SOURCE EXCERPT:
.....

# New Organic Store



## bridy (May 20, 2010)

Hi All, 

I thought i would let you know of a really cool new organic store, you can call 04

the produce is super tasty, fresh, organic and best of all a very reasonable price. 

It's just off Al Manara road in Umm suqueim, just off Al Wasl road or Al manara Rd is one of the interchanges off Sh Zayed Road. 

Check it out. 

Bridy.


----------



## Guest (May 20, 2010)

I tried to find this last weekend, but couldn't. If I go south on Al Wasl, which way would I turn on Al Manara? Do you know the name of the store?

Thanks for any help.


----------



## Elphaba (Jan 24, 2008)

It's the Naswa organic farm shop. It's OK, but not fab IMO

Nola - You turn right at Al Manara if on Al Wasl coming from Marina end. Then first right and third left, just before the mosque.

-


----------



## Guest (May 20, 2010)

Elphaba said:


> It's the Naswa organic farm shop. It's OK, but not fab IMO
> 
> Nola - You turn right at Al Manara if on Al Wasl coming from Marina end. Then first right and third left, just before the mosque.
> 
> -


Do you know of anywhere else that has organics? The only other place I know of is the Organic Store in Dubai Mall.


----------



## Fatenhappy (Jun 23, 2009)

Lets see if I can upload this map in PDF format... ... hope it works otherwise mushkilla !!

.....

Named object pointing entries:

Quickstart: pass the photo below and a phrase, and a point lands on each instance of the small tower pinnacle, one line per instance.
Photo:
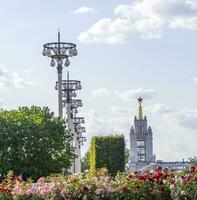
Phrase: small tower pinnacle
(140, 112)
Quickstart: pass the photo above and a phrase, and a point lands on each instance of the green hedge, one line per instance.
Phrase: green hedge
(107, 152)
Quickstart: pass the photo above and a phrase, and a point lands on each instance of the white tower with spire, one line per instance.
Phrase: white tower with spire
(141, 141)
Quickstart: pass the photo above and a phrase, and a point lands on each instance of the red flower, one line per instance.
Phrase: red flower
(158, 175)
(142, 178)
(125, 189)
(130, 176)
(192, 169)
(150, 190)
(85, 189)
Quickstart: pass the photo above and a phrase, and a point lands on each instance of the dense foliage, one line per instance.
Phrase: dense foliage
(108, 152)
(157, 185)
(33, 142)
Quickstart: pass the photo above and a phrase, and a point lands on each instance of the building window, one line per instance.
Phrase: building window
(141, 151)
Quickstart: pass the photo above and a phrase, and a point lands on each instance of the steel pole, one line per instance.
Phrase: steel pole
(59, 69)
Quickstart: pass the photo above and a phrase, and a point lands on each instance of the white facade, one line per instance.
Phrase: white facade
(141, 142)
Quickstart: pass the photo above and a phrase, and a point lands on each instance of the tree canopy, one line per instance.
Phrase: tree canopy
(34, 143)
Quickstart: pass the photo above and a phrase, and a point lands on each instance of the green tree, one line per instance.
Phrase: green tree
(85, 162)
(34, 143)
(107, 152)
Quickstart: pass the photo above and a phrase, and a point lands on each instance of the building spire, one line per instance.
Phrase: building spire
(140, 112)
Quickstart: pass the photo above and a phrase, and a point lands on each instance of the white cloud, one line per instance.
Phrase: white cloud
(29, 71)
(120, 110)
(136, 93)
(159, 108)
(8, 80)
(186, 118)
(101, 92)
(177, 150)
(100, 126)
(144, 19)
(84, 9)
(195, 79)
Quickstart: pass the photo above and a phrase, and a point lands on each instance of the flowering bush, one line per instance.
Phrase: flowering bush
(158, 185)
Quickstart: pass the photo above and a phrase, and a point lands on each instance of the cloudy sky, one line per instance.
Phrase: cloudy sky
(127, 49)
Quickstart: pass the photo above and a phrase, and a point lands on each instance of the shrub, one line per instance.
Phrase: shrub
(107, 152)
(33, 143)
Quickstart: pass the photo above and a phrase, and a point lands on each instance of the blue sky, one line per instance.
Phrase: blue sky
(126, 49)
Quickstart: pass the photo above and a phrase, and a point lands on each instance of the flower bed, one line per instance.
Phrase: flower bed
(159, 185)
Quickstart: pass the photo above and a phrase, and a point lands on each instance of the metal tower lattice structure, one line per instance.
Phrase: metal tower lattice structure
(74, 123)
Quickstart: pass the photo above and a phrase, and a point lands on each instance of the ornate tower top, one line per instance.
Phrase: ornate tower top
(140, 112)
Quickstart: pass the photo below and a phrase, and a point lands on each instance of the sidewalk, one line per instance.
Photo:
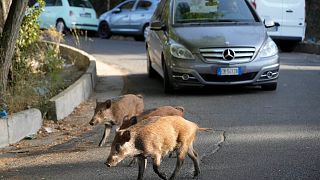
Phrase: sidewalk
(74, 132)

.....

COMPLETE THE FOLLOWING:
[1] Translate the sentence "Do you know the name of the store?" from the organic store thread into Spanish.
[2] In the entries, substitute "Usage" for "Quickstart" in the stretch from the line containing "tree, one line per instance." through the end of the entries, changing nothing else. Return only those lines, and leave the pictures out.
The thread and the entries were taken from separate sources.

TASK RESULTS:
[1] ¿Sabes cómo se llama la tienda?

[2]
Usage: pass the photo above and a phrase, and a point lands on each instance of the green tree, one line per instance.
Phrase: green tree
(85, 162)
(34, 143)
(107, 152)
Usage: pass the photo above and a phrase, and a point lands on each instance of the building spire, one line per instance.
Phrase: building spire
(140, 112)
Usage: pass the photo above and a phrase, and a point lands on each instance of the white cloud, one line per instance.
Phrase: white cloud
(29, 71)
(120, 110)
(136, 93)
(159, 108)
(8, 80)
(186, 118)
(101, 92)
(177, 150)
(100, 126)
(144, 19)
(84, 9)
(195, 79)
Usage: pass the photo above and a phrase, and a point lands on each instance of the flowering bush, one line per instance.
Phrase: flowering bush
(158, 185)
Usage: pass the photo above and a phrase, and a point lands on each instance of the cloudy sky, one line per instance.
Phrase: cloudy sky
(127, 49)
Usage: pass the photo above and a phrase, and a point lands on each instance of the shrub, one line per instance.
Phrase: shrub
(107, 152)
(33, 143)
Usage: pass the photo above and a phrase, and a point lands on each instance of the blue sky, one line per instance.
Phrase: blue sky
(126, 49)
Usage: pass the photo above and a phrase, and a point lands on each instance of the flower bed, one line per instance.
Phrase: flower bed
(159, 185)
Usage: pass the photo above and a phrase, and a point lands on each instance of the metal tower lattice structure, one line per instance.
Phrase: metal tower lattice structure
(74, 123)
Usage: pass the photo above and a phrase, and a point lands on each instance of the ornate tower top, one line per instance.
Phrase: ornate tower top
(140, 112)
Usage: pass the photo below and a phrase, and a point lands on each instance of the sidewalk, one line per instance.
Photo:
Phrase: sidewalk
(74, 132)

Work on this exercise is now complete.